Three of the Prendergast children were among the intrepid transatlantic travelers who’d left for North America between 1830 and 1845—sons Thomas and Jeffrey sailed for Boston in late summer 1839, a short time after daughter Julia Riordan and her husband, Cornelius.
At first, James harbored hopes that his family members were migrating temporarily—“I never will leave this life until I see you here,” he wrote to his children in February 1841. But food shortages in 1844 and 1845 and the abysmal conditions spreading across the country now had dashed those hopes. Opportunities in Ireland were nonexistent; even the most devoted parents knew that any child who had escaped was far better off. Writing in November, just a month before Father Mathew pleaded with Sir Charles Trevelyan, James Prendergast thanked his children for the money they had sent in July, and then informed them of the worst: “The state of this country is almost beyond description. Nothing to be seen in all quarters but distress and destitution. Famine and starvation threatening everywhere unless God mercifully sends some foreign aid.” He added that the last remittances from the United States were long gone “and we are considerably in debt. Therefore if ye can assist us as usual, do not delay your usual relief.”
Also writing in November, from Belfast to his nephew in Philadelphia, stable groom William Dunne said: “A good job that your father, mother, and family went the time they did for there is nothing here but hardship and starvation.”
* * *
As Christmas arrived, thousands of Irish peasants and farmers roamed the countryside and the city streets foraging for food of any kind. At the doorways of overcrowded poorhouses, mothers with six or seven children begged besieged workers to take in two or three—usually the youngest and weakest—for at least one night with hopes of securing them a hot meal and perhaps clean, dry straw upon which to sleep. In County Leitrim, a worker told the master of the poorhouse at which he worked that one sickly child “would trouble them but a very short time.”
By late December, the sheep, cows, pigs, and poultry had long disappeared, and starving peasants turned for food to the ever-dwindling supply of dogs and horses. In cities, carpenters began to build coffins with bottoms and sides that dropped away, so that they could be reused. In many remote areas, corpses were left “uncoffined and unburied,” Cove attorney Maurice Power reported, their bodies torn to pieces by vultures and “other evils no tongue could tell.” Power was not alone in his reluctance to include excessive detail; in numerous contemporaneous accounts, writers explicitly noted their reticence to share their most gruesome observances of starvation’s effects on the human body.
Coroners struggled to keep up with visits to homes of the deceased and soon ceased inquests to determine cause of death, too, knowing full well—as did mourning family members who gently closed the eyelids of their dead loved ones—that in almost every case, they would write “starvation” on the line designated for cause of death. Across Ireland, people who had yet to succumb stumbled toward death: in mid-December, 25,000 paupers were without food in County Wicklow; more than 400,000 were “totally destitute” in Mayo; and in Donegal, relief worker James H. Tuke reported that “fully half of the population subsisted wholly upon potatoes—a crop which is totally swept away from the face of the country as though it had never been.”
And from County Sligo, one relief inspector wrote to Trevelyan in December with a warning and a plea not unlike the messages from Father Mathew: “I assure you that unless something is immediately done the people must die. Pray do something for them. Let me beg you to attend to this.”

☆ ☆ ☆ ☆ ☆

• Exercise directions
Please summarize this excerpt on the famine in Ireland in two sentences. The material after this point is from a different source.

• Provided material
☆ ☆ ☆ ☆ ☆

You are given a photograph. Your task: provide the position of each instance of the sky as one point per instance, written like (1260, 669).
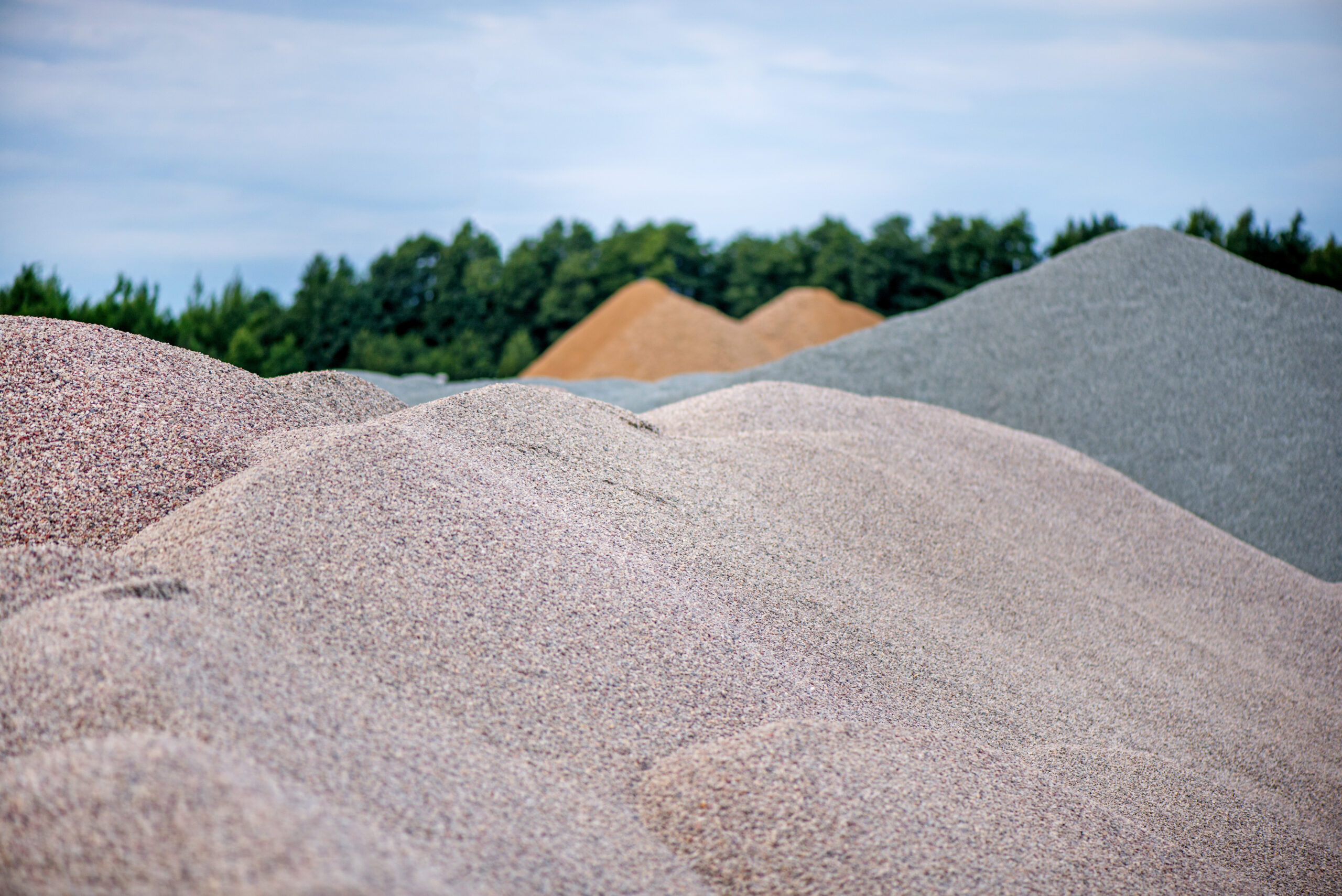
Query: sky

☆ ☆ ☆ ☆ ☆

• Solved problem
James Prendergast, three of whose children had left for North America, wrote to them in November that famine and destitution were everywhere and asked them to send money as usual. By December, starving people were eating dogs and horses, coroners had stopped holding inquests because nearly every death was from starvation, and a relief inspector in County Sligo begged Trevelyan to act before the people died.